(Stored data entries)
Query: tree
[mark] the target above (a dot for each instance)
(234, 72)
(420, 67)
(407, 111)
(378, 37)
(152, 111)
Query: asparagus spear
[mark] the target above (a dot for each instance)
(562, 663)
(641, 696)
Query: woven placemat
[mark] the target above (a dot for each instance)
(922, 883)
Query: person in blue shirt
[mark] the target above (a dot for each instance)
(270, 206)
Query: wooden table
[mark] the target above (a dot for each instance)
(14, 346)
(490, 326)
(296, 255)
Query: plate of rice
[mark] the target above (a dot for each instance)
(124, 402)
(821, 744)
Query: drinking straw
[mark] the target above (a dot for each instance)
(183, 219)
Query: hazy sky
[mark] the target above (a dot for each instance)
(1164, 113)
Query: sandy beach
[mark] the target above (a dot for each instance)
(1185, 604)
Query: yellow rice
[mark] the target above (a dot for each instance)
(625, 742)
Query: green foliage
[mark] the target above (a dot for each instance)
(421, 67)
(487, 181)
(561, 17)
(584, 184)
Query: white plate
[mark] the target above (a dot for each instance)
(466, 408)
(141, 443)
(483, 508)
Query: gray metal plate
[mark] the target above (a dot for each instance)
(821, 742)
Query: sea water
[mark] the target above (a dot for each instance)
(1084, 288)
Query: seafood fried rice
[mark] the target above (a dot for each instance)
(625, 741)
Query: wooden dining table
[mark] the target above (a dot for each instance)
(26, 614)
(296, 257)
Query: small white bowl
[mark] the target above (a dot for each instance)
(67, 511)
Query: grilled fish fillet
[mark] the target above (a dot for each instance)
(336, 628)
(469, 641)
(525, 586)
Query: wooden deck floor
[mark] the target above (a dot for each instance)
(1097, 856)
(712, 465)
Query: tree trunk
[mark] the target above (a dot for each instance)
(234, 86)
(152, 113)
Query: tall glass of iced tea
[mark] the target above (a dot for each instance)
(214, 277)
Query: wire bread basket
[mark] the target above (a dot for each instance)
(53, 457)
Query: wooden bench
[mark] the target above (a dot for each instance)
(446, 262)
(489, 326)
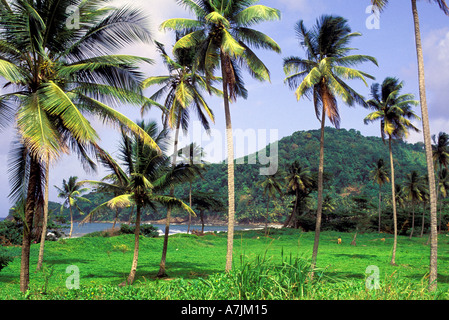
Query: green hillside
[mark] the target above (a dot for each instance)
(349, 158)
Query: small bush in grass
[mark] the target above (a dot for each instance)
(5, 259)
(146, 230)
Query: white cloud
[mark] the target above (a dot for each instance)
(436, 51)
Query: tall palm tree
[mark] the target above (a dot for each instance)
(433, 266)
(71, 191)
(146, 174)
(321, 76)
(299, 180)
(443, 188)
(271, 187)
(394, 111)
(56, 75)
(380, 176)
(181, 91)
(223, 35)
(413, 191)
(425, 201)
(203, 201)
(192, 155)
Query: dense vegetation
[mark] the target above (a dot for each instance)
(274, 267)
(349, 187)
(59, 74)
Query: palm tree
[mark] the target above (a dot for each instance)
(443, 188)
(192, 155)
(380, 176)
(426, 133)
(203, 201)
(270, 186)
(56, 75)
(71, 191)
(413, 188)
(321, 77)
(146, 174)
(181, 91)
(440, 152)
(394, 112)
(425, 200)
(299, 180)
(223, 37)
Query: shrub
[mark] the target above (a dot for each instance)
(146, 230)
(5, 259)
(11, 232)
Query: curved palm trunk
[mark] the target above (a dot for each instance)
(132, 274)
(320, 193)
(428, 147)
(225, 69)
(162, 272)
(44, 226)
(395, 218)
(28, 225)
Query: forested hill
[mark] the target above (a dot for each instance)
(349, 158)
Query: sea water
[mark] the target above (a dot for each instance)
(80, 230)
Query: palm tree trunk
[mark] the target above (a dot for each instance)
(320, 193)
(225, 69)
(266, 218)
(28, 226)
(132, 274)
(71, 220)
(423, 219)
(413, 218)
(380, 202)
(288, 222)
(44, 226)
(395, 218)
(202, 220)
(115, 218)
(428, 147)
(190, 204)
(162, 272)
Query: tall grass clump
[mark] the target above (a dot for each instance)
(262, 278)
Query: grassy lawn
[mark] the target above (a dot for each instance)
(196, 265)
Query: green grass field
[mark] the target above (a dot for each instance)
(274, 267)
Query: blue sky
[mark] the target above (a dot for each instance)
(273, 105)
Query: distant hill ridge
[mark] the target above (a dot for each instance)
(349, 158)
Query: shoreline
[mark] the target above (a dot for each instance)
(182, 222)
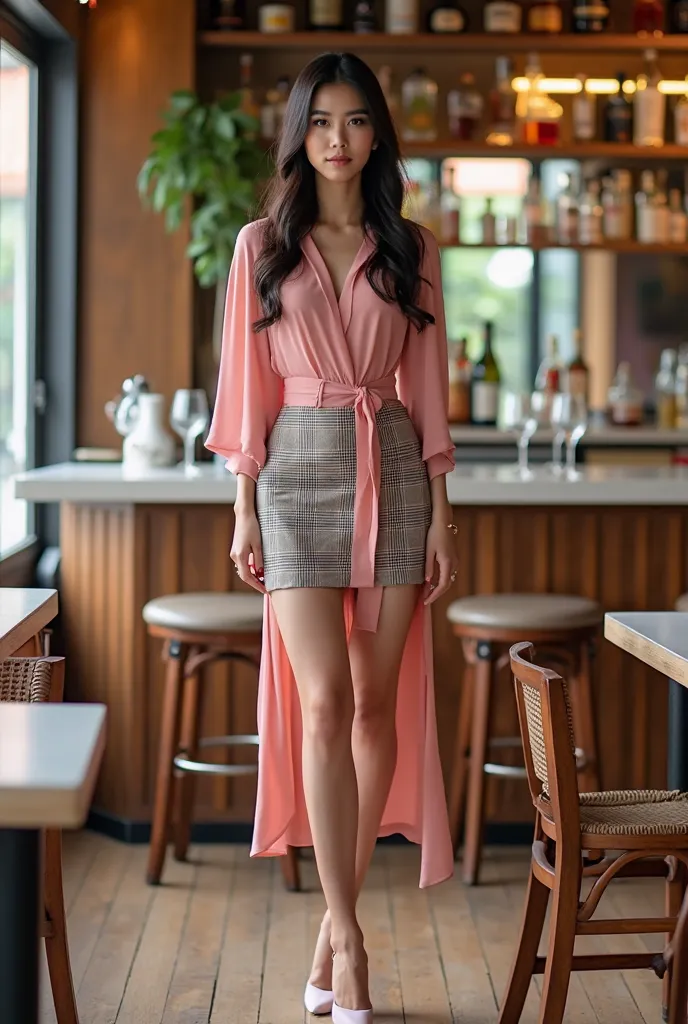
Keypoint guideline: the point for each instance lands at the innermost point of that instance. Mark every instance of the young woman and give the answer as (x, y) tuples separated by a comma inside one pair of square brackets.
[(332, 412)]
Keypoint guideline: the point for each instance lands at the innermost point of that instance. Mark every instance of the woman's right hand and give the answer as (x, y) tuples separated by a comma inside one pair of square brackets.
[(247, 551)]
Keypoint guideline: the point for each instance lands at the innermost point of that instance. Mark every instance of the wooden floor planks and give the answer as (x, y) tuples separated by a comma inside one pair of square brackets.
[(222, 942)]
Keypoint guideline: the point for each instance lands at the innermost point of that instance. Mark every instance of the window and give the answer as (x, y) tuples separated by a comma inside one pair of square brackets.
[(18, 83)]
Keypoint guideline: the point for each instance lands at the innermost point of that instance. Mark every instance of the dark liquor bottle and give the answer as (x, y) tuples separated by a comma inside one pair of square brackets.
[(678, 16), (446, 16), (618, 115), (485, 385), (590, 15)]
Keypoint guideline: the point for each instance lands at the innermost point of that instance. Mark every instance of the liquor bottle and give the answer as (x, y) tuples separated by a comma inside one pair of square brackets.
[(585, 113), (618, 115), (461, 371), (577, 374), (485, 385), (503, 15), (401, 16), (447, 17), (326, 15), (681, 119), (549, 377), (678, 16), (650, 104), (464, 109), (364, 18), (419, 108), (648, 17), (230, 15), (590, 15), (546, 16)]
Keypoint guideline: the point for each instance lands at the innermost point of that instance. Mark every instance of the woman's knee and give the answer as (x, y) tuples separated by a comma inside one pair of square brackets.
[(328, 712)]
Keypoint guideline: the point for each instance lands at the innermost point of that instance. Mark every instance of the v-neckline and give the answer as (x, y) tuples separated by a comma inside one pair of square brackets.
[(327, 276)]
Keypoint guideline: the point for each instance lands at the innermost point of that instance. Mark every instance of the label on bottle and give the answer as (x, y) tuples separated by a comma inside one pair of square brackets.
[(649, 121), (485, 395), (326, 13), (501, 15), (401, 17), (545, 17), (446, 19)]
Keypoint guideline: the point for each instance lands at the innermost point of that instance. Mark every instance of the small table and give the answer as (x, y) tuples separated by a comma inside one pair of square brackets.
[(660, 640), (49, 759)]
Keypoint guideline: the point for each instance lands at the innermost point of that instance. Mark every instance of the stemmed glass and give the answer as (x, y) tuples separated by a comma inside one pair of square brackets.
[(188, 418), (520, 418), (569, 419)]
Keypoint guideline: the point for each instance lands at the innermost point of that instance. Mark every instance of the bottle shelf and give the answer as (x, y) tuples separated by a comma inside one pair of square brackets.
[(630, 246), (616, 152), (475, 42)]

WHAT IS BEING ASKED >>
Lines holding "plate" in the data above: copy each of them.

RESPONSE >>
Query: plate of rice
Query: white plate
Query: gray metal plate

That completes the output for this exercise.